_Listing_

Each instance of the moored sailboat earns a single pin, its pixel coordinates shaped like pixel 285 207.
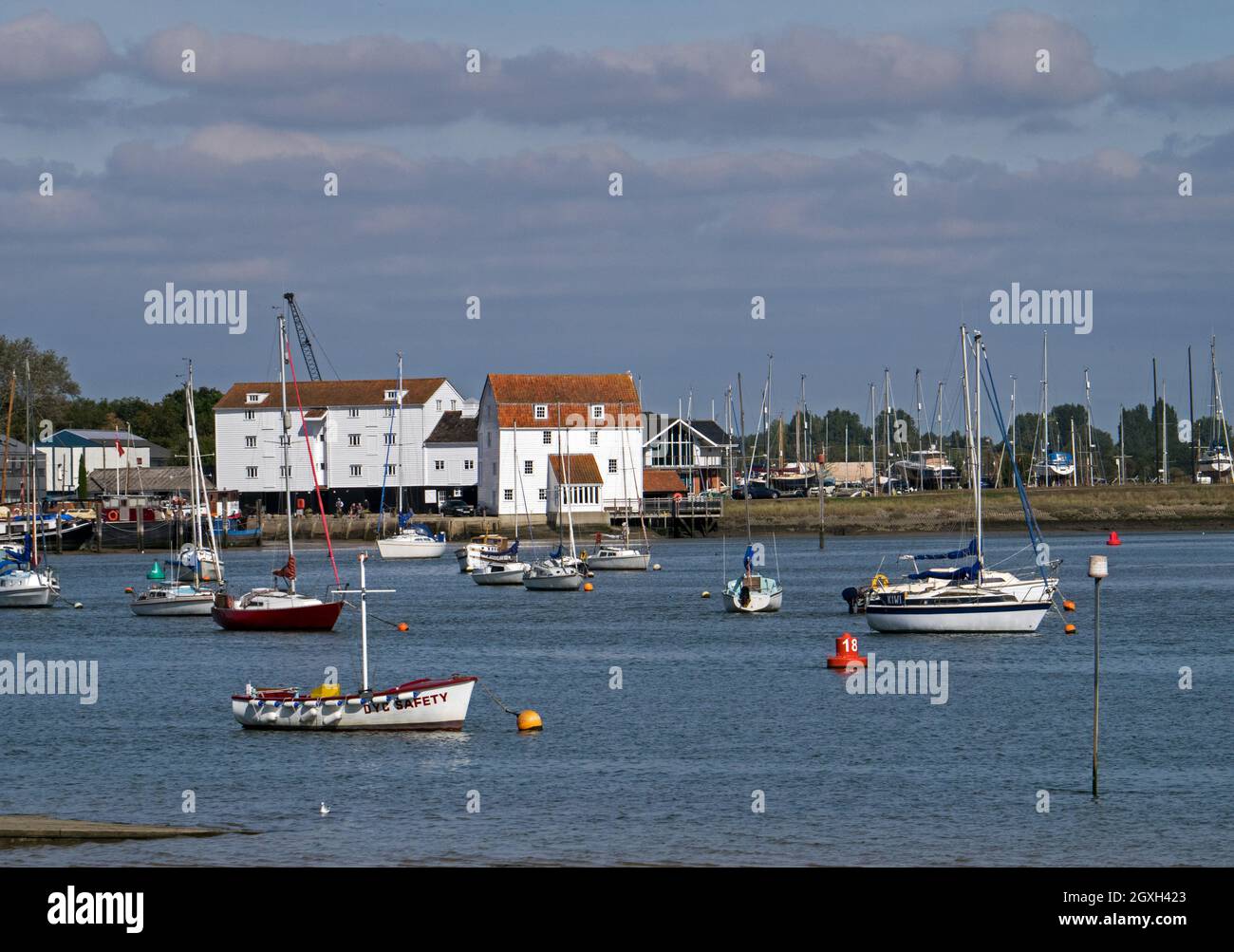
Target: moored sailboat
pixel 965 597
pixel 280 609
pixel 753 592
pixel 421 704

* * *

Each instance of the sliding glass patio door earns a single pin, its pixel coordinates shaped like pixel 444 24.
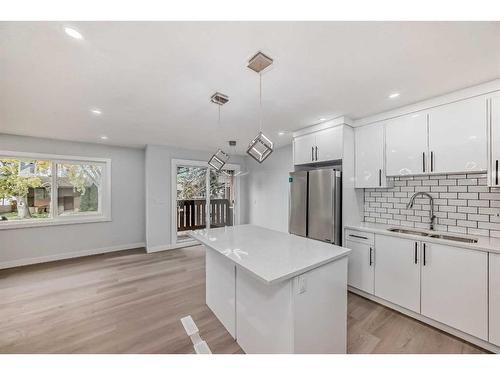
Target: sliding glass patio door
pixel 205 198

_Written task_
Copy the part of the data that opens with the line containing "Each instance of the moored" and closes with the line containing "pixel 421 704", swapping "sailboat" for "yacht" and keeping everything else the same. Leave the pictures out of your answer.

_Written reply_
Each instance of the moored yacht earns a single pin, its pixel coordinates shaped like pixel 285 207.
Target: moored yacht
pixel 965 597
pixel 280 609
pixel 753 592
pixel 421 704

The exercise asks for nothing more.